Determine how many lines in the records below contain "brass", then state that number alone.

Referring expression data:
• • • • •
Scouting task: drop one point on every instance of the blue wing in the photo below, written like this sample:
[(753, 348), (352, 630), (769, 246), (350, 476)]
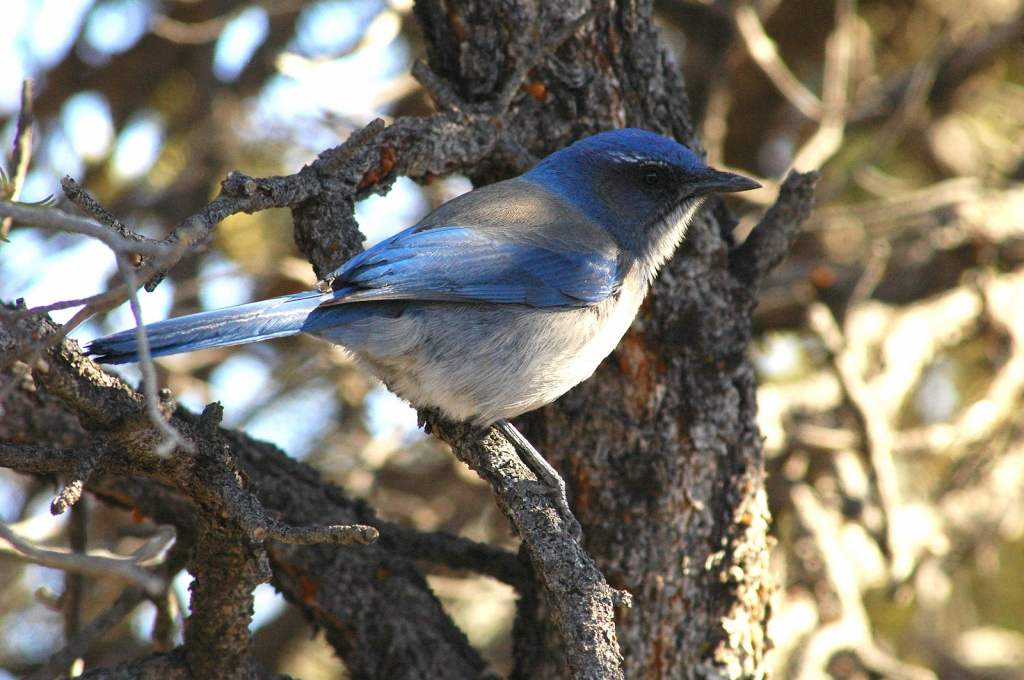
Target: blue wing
[(507, 243)]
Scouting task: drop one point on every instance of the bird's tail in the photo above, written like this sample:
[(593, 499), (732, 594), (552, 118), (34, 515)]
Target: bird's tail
[(278, 317)]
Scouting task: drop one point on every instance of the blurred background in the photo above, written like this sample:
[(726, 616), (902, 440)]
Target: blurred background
[(890, 346)]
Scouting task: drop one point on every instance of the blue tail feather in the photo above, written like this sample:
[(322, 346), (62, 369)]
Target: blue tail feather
[(278, 317)]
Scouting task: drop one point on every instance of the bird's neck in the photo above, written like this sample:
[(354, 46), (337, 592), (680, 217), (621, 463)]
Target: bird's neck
[(666, 236)]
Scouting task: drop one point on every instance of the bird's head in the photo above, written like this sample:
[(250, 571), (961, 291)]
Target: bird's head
[(640, 186)]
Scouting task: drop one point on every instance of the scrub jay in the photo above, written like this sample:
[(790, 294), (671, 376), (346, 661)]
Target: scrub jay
[(500, 300)]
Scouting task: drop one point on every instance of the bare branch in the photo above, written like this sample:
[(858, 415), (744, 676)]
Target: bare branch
[(95, 563), (762, 50), (22, 155)]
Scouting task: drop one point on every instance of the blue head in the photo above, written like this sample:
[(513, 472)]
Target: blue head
[(640, 186)]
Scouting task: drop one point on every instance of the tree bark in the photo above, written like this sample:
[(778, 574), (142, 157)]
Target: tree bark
[(659, 450)]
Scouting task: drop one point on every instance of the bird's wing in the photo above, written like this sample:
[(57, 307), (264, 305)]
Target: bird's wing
[(501, 244)]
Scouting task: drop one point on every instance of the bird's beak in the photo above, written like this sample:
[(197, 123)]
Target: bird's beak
[(719, 181)]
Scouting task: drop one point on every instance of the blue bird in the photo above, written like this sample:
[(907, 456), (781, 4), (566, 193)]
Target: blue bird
[(502, 299)]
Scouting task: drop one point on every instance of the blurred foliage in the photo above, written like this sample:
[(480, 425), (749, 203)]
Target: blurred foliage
[(921, 209)]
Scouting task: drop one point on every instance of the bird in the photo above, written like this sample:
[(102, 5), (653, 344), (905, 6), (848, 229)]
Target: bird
[(500, 300)]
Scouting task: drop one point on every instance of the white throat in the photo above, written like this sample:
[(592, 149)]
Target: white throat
[(669, 234)]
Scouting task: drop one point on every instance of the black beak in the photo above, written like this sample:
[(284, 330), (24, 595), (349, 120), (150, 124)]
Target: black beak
[(718, 181)]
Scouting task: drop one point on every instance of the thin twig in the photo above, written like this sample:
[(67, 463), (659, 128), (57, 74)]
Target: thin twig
[(22, 154), (839, 56), (878, 433), (51, 218), (853, 629), (96, 563), (57, 665), (172, 438), (762, 49)]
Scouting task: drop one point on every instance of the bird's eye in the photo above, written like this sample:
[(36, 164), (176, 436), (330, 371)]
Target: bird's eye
[(652, 176)]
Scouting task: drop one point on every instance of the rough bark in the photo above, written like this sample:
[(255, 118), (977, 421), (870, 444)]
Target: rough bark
[(659, 449)]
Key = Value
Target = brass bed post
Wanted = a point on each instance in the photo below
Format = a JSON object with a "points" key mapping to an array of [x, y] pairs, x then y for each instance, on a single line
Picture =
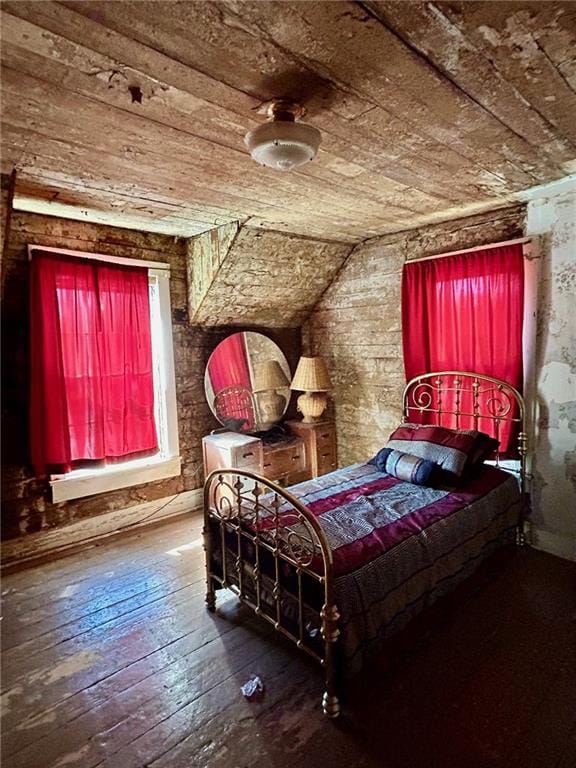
{"points": [[207, 545], [492, 400], [294, 539], [330, 634]]}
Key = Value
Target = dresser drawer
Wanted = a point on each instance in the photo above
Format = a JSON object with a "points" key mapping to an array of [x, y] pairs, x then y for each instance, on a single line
{"points": [[284, 460], [325, 439], [248, 456], [326, 460]]}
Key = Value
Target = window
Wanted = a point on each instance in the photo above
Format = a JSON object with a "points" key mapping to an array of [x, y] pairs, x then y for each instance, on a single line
{"points": [[103, 409], [466, 312]]}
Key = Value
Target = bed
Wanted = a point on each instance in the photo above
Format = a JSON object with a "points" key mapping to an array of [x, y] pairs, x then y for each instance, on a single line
{"points": [[340, 563]]}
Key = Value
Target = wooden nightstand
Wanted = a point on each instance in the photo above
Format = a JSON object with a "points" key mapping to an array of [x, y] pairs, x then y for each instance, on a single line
{"points": [[283, 461], [320, 440]]}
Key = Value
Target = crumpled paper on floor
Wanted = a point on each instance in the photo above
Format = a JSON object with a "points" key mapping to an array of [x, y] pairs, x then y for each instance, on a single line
{"points": [[252, 687]]}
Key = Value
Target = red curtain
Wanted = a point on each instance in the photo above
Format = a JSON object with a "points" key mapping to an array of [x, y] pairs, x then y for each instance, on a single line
{"points": [[228, 367], [92, 391], [465, 313]]}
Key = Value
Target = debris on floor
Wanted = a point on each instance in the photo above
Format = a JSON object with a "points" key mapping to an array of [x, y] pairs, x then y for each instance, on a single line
{"points": [[252, 687]]}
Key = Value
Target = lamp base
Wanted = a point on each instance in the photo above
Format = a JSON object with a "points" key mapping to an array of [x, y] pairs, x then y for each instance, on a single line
{"points": [[311, 405]]}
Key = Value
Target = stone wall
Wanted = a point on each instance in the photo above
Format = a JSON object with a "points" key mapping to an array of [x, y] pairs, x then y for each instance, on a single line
{"points": [[357, 324], [552, 215], [26, 506]]}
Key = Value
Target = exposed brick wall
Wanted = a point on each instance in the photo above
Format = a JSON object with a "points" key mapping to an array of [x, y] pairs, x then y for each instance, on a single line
{"points": [[26, 506], [357, 324]]}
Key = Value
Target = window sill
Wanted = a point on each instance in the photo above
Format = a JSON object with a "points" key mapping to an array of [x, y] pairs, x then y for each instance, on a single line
{"points": [[112, 479]]}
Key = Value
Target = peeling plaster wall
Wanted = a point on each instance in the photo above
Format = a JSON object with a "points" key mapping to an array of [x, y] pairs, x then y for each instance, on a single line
{"points": [[356, 326], [554, 485]]}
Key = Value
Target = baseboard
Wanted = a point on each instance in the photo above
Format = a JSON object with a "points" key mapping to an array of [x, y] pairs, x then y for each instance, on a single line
{"points": [[56, 542], [558, 544]]}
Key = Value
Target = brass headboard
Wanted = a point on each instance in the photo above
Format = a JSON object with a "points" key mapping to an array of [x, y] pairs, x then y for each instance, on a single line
{"points": [[464, 400]]}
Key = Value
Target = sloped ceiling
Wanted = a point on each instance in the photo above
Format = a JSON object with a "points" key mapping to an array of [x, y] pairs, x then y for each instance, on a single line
{"points": [[135, 112], [245, 276]]}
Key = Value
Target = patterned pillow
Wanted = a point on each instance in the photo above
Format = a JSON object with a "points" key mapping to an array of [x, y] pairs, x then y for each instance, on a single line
• • • • •
EXERCISE SOLUTION: 2